(Task to complete)
Extend the forum discussion below about laying up a car for winter storage with the battery removed, continuing from its final sentence.

(Document segment)
I haven’t had a chance to look at my owners manual so don’t shoot me but anyway…

Car going into winter storage by the 1st November. It’s indoor motorhome storage but there’s no power for battery conditioner.
I need to remove the battery for anti-theft as much as preserving power but how can I lock the doors once battery is out?

Also I’m guessing I’ll have to leave bonnet open.

The place is a proper facility with loads of other classic cars and things but me being me, I’m paranoid about any nosey scruff bags storing their old caravan and deciding to have a nosey at all the cars.
To be honest I have a nosey at other peoples although never touch them. :grin:

Any procedure to do this then? And will alarm sound off its own power too?

Muchos grassy-arse. :thumb:
 
The 996.2 has electric frunk and engine bay lid releases, so if you do the following, you will need to energise the vehicle via the low-current red terminal jump point in the footwell fuse box before you can reverse the locking procedure/reconnect battery (there are also physical cable releases, in theory under the rear nearside lamp and behind the front bumper on the drivers side, but there is no guarantee these have not been displaced from easy access).

Locking procedure with battery removal:

With the car unlocked
Open engine lid
Attach jump leads from an external battery/jump pack to the jump points in the engine bay (see manual)
Turn key to ignition 1 (this will disable the alarm monitor of the battery removal)
Open frunk
Disconnect front battery and remove
Close frunk
Remove key from ignition
Close doors and lock car (at this time the remote will still operate, it is also the last time you will have to close any windows or sunroof etc)
Disconnect jump leads from the engine bay
Close engine lid

Now the only way to gain entry (to the cabin) will be via the manual key lock in the driver’s door. Then you will need to get the frunk open.
 
Firstly, nice to see you posting. I haven’t seen your name pop up for ages. :thumb:

Secondly, top info as always.
I’ll be sure to do exactly that and take a spare battery and leads with me.
I know my door lock works but I’ll also make sure my emergency cables under the light units are less tucked away than usual.

Thanks very much. :thumb:
 
Is it a requirement of the facility that you remove the battery?
If you’re determined to use this place and on disabling the car, I’d be tempted to make things easier by wiring in a long, fused, lead to the 12v and earth at the battery terminal connectors on the car with a suitable connector on the other end. The sort of thing you’d use to connect a trickle charger. You could tuck the connector out of the way behind the front grill, in a wheel arch or even in the cabin (accessible with the key) and then when the time comes, just power up the car with a spare battery or jump pack. That would let you quickly get into the car and reconnect the battery etc. No need to physically remove the battery and go through the faff of gaining access with it disconnected. Just my 2p worth!
 
Just a thought - how is the car insured? Are you covered with the storage facility or your own Insurance?

Questions that may pop up if it got stolen from there:

Did you notify your Insurance that the car was stored for months at a different location than the address on the policy?
Why did you disable the alarm and immobiliser?
Why was the car left with the boot open?


Not saying they wouldn't payout but I wouldn't be at all surprised if they tried worming out of a full payout if you haven't kept to the terms and conditions of your policy?

Just a thought worth running by your Insurance company before you store it.

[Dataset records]

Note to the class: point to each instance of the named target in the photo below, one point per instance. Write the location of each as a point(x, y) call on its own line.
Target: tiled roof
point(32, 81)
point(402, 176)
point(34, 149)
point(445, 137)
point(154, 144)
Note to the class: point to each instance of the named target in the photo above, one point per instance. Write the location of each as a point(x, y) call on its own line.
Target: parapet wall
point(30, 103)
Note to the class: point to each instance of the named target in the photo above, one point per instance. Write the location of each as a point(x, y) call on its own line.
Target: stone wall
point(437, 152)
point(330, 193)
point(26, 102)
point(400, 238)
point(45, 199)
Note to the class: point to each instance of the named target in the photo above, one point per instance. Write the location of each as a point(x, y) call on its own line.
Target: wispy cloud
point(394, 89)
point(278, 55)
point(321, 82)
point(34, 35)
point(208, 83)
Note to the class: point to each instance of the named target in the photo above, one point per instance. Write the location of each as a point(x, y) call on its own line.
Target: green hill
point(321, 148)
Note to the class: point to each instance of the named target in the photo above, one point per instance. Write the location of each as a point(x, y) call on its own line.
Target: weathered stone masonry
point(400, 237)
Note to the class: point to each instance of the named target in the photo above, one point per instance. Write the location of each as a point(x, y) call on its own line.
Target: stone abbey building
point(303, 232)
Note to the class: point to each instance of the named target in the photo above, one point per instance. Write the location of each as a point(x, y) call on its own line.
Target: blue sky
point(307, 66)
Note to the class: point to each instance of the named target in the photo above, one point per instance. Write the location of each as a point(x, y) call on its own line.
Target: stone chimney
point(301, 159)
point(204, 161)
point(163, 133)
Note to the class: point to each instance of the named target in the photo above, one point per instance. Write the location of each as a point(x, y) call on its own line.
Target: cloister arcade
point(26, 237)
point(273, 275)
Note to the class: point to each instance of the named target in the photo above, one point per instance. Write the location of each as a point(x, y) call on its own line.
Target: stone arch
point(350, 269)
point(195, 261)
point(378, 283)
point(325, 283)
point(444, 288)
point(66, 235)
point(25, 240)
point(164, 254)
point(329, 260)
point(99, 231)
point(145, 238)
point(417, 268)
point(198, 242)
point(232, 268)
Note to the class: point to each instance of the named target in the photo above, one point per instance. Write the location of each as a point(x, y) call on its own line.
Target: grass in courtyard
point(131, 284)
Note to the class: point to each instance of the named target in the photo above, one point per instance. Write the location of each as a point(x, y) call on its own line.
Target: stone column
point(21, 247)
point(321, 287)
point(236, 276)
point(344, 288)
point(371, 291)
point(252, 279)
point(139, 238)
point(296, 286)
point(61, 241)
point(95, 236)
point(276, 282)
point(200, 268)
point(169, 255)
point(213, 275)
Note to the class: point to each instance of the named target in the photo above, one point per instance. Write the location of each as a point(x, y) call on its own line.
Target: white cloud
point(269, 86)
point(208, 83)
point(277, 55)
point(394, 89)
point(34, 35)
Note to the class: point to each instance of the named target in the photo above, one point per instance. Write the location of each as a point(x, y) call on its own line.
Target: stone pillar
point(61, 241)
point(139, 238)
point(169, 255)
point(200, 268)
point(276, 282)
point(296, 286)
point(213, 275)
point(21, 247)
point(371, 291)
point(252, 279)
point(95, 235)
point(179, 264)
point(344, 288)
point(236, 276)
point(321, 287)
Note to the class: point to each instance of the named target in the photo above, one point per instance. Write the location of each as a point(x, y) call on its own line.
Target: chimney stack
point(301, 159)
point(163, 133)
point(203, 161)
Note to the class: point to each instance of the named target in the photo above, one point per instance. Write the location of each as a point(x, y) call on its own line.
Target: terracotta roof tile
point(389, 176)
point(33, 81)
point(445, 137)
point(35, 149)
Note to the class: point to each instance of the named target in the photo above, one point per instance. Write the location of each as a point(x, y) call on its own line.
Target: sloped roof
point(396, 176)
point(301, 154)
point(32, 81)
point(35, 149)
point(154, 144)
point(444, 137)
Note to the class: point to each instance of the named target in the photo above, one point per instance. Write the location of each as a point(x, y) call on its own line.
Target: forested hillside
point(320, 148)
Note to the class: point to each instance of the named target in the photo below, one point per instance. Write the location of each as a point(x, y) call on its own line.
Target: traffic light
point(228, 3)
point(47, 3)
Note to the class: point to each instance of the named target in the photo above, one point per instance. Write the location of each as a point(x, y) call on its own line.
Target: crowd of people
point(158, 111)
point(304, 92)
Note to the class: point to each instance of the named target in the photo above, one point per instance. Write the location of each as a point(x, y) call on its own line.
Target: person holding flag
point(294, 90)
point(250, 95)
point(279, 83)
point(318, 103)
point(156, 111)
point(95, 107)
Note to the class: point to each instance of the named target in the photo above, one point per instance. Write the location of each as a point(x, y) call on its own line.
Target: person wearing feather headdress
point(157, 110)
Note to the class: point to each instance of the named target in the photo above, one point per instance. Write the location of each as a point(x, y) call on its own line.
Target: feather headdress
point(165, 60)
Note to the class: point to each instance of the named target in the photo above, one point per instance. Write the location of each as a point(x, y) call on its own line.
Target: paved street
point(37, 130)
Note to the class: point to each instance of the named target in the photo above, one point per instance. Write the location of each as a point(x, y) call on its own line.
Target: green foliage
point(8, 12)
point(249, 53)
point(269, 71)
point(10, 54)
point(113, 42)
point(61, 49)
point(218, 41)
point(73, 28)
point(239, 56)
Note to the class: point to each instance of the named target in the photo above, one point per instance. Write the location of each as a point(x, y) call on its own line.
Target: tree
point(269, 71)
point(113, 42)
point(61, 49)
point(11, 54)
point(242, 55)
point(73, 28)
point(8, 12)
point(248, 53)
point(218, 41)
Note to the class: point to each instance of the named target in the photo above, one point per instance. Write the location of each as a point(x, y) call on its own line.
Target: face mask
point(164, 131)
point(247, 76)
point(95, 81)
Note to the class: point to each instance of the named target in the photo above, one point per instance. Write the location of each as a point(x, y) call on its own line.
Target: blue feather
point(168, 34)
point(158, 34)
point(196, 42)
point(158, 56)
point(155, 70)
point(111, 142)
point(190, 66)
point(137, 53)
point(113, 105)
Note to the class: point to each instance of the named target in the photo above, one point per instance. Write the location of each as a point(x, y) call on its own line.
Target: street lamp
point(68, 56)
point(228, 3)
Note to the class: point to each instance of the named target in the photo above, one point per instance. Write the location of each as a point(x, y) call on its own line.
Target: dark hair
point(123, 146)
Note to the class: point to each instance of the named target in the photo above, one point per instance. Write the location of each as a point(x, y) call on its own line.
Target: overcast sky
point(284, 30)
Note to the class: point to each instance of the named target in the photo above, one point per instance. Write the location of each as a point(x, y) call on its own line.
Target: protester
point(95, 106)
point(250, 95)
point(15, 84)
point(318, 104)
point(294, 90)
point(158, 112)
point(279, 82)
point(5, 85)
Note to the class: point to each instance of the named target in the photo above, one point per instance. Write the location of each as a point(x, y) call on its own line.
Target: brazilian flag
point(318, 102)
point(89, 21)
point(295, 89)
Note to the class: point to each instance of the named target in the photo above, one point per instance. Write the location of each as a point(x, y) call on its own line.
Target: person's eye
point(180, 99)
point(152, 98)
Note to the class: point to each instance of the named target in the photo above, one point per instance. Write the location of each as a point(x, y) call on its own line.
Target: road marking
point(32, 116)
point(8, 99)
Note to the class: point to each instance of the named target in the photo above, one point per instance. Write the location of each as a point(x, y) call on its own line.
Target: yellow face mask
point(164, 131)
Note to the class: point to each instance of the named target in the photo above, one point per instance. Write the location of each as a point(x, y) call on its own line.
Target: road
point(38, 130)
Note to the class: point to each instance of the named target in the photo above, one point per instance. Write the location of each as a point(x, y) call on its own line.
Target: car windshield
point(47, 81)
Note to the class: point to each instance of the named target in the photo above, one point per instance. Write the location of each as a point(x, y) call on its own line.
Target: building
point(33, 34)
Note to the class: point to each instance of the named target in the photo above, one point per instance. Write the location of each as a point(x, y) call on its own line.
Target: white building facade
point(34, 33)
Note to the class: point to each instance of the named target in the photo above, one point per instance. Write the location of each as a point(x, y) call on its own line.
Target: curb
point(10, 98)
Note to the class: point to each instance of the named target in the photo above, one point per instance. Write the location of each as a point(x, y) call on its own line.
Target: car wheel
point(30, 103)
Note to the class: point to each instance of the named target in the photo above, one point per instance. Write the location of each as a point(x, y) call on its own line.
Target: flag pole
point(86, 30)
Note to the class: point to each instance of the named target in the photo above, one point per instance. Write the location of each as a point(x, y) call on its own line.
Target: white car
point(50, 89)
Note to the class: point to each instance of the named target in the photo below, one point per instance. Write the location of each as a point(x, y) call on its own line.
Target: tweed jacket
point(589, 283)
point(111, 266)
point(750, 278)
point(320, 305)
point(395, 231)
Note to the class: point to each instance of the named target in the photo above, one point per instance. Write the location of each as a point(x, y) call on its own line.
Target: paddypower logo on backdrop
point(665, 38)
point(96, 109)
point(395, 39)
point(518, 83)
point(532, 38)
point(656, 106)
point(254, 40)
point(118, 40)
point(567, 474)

(Reply to the exercise)
I added second cable release the front bonnet mechanism. It was some picture hanging wire and a couple of key ring clips. I routed it to behind the front DRL as it's easy to open and much easier to access compared to gaining access to under the wheel arch liner.
 
GT4 said:
The 996.2 has electric frunk and engine bay lid releases, so if you do the following, you will need to energise the vehicle via the low-current red terminal jump point in the footwell fuse box before you can reverse the locking procedure/reconnect battery (there are also physical cable releases, in theory under the rear nearside lamp and behind the front bumper on the drivers side, but there is no guarantee these have not been displaced from easy access).

Locking procedure with battery removal:

With the car unlocked
Open engine lid
Attach jump leads from an external battery/jump pack to the jump points in the engine bay (see manual)
Turn key to ignition 1 (this will disable the alarm monitor of the battery removal)
Open frunk
Disconnect front battery and remove
Close frunk
Remove key from ignition
Close doors and lock car (at this time the remote will still operate, it is also the last time you will have to close any windows or sunroof etc)
Disconnect jump leads from the engine bay
Close engine lid

Now the only way to gain entry (to the cabin) will be via the manual key lock in the driver’s door. Then you will need to get the frunk open.

Great to see you posting again.
And thanks for the info - always good to have the procedure.

I own/run a car storage facility and still managed to completely ***** up disconnecting the battery in my own 996 :floor:
 
Hi lads, sorry for late reply.
I’ll be brief and answer your points.
You only need to read the first bit. I just thought I’d include a little bit on my car storage experience last winter.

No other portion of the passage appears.